*Directive*: Repeat the rows below line for line without changing anything.

*Rows from a dataset*:
· · ·
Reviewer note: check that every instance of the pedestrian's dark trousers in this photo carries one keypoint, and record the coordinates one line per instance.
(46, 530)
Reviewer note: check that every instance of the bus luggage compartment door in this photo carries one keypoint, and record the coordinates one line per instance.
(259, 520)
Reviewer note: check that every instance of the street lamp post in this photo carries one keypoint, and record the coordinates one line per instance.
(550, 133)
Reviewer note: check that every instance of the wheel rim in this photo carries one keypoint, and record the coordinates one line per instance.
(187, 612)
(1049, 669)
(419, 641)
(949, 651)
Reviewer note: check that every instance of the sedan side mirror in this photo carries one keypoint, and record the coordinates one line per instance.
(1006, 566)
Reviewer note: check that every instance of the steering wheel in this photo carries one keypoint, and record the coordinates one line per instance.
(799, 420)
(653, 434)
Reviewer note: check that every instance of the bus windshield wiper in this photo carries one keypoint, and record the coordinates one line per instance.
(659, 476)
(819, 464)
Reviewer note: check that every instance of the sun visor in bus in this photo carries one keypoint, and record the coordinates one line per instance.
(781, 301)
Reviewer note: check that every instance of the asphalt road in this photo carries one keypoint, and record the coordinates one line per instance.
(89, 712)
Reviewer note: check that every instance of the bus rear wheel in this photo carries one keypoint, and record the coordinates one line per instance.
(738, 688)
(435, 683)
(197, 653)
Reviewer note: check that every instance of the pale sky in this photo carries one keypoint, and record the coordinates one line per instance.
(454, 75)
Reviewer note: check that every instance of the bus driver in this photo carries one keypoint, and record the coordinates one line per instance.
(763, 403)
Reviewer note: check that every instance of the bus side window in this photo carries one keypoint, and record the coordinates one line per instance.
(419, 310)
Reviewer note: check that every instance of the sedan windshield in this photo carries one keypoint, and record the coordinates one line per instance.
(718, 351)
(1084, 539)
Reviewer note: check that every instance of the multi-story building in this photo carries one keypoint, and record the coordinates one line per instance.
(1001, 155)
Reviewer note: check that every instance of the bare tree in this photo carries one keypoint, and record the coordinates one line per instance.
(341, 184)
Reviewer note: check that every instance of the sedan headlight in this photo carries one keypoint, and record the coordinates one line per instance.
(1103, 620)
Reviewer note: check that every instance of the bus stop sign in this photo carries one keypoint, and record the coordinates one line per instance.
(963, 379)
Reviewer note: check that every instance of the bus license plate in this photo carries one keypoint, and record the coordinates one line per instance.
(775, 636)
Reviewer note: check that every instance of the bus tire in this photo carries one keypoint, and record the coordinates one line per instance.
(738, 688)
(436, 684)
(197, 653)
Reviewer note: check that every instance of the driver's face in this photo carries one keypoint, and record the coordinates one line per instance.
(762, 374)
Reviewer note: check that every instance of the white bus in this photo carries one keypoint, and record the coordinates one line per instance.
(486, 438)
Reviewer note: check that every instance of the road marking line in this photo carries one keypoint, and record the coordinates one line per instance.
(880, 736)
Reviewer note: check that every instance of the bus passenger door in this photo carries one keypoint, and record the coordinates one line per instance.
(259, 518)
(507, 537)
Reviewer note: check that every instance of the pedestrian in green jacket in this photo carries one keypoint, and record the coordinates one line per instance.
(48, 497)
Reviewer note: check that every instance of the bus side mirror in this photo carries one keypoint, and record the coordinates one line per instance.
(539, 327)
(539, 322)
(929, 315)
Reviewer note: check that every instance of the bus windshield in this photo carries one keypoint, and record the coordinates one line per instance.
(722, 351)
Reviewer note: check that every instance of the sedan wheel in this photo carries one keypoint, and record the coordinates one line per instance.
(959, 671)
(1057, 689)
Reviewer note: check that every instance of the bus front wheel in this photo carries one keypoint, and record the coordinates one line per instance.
· · ·
*Response*:
Reviewer note: check that every instance of the pedestrian's dark trousers in this photo carries one keypoint, and record the coordinates one line per instance.
(46, 530)
Reviewer note: check that every instance of the bus luggage compartment door in this photo carries one keypoint, and record the coordinates one line per instance.
(259, 520)
Reviewer note: check that every instance of the street lamp post in this photo carries one keypoint, and record the coordinates one line per instance.
(550, 133)
Reviewer note: check that every instance of the wheel rim in this photo carries one keypoint, and record the coordinates one line per instance.
(187, 612)
(1049, 669)
(419, 641)
(949, 651)
Reviewer note: check that every instance of the sedan side mirror in this photo carries one keypoint, and record the coordinates one line per instance.
(1006, 566)
Reviewer note: check that every instance of the steering wheel in this photo carries one keypoint, and record the coordinates one line per instance.
(799, 420)
(653, 434)
Reviewer note: check that every instance of the bus windshield wiper in this photo carries one keypoint, and record the coordinates one line per instance.
(659, 476)
(819, 464)
Reviewer note: check that every instance of the sun visor in bus in this photo carries one keypoint, and record the coordinates one line per instance.
(781, 301)
Reviewer note: check that every instance of the asphalt road in this photo carries one keypoint, and record the coordinates one line per instance.
(89, 712)
Reviewer note: check that every instance of the bus rear wheel in this photo carries one keypoint, and record the coordinates one line per instance.
(738, 688)
(435, 683)
(197, 653)
Reviewer note: check that every instance of the pale sky in this photo carries one keypoint, and record the coordinates one line per instance.
(454, 75)
Reviewer note: check that every instance of the bus driver in this photo carries one keypoint, and record the coordinates one line per instance.
(763, 403)
Reviewer note: check that every instance of the bus side window in this photo carries one keypoint, and record the coordinates one line per instance.
(419, 310)
Reviewer note: check that every instance of the sedan windshield in this photo carries one keypoint, and record the coordinates one line per instance.
(718, 351)
(1084, 539)
Reviewer note: check that every instance of the multi-story building in this photo carries one keypoint, and record the coordinates one line per instance.
(1001, 155)
Reviewer note: check that every instance of the bare tree in this photo carries one keypoint, and record the coordinates one line per instance.
(341, 184)
Reviewer note: check that every instance of the sedan headlight in this photo carries one keypoint, and record the coordinates one line per instance.
(1103, 620)
Reviewer note: check that every instance of the bus stop sign in this photo carries one keypoint, and record the coordinates one line per instance.
(963, 379)
Reviewer note: check that every instance of the bus license plate in this photo carries one keypoint, and record the coordinates one line per instance.
(775, 636)
Reviewer note: check that every instance of the bus tire in this photo carries one keypoint, and record the coordinates one line per instance.
(738, 688)
(436, 684)
(197, 653)
Reviewer note: check that every instance of the driver's face in this photo carries one keypoint, and record the coordinates one line per instance.
(762, 374)
Reviewer note: check that every instance of the white bus in this photo carries one keypoint, and record the coordinates one line per instance.
(486, 438)
Reviewer note: check that every instance of the road marking line in this photo carries one keypoint, and record the coordinates one line per instance.
(880, 736)
Reviewer note: check that every instance of the bus passenger door in this photo carries one keypoint, and record the coordinates one line per instance.
(259, 518)
(507, 537)
Reviewer note: check that every instance of the pedestrian in green jacket in this photo carries one keypoint, and record the coordinates one line per instance.
(48, 497)
Reviewer note: check that every instance of the bus side mirror in this photo carries one keypoint, and record the coordinates one line per instance.
(539, 327)
(539, 322)
(929, 315)
Reviewer note: check that every instance of the bus windshield in this photo carries one keypoint, and record the coordinates one line per instance.
(722, 351)
Reviewer note: check that every instance of the sedan wheel in this photo carries one keypoint, and record the coordinates one line per instance.
(959, 671)
(1057, 689)
Reviewer note: check that every instance of the bus front wheel in this photo carries one keypoint, and record the coordinates one line per instance.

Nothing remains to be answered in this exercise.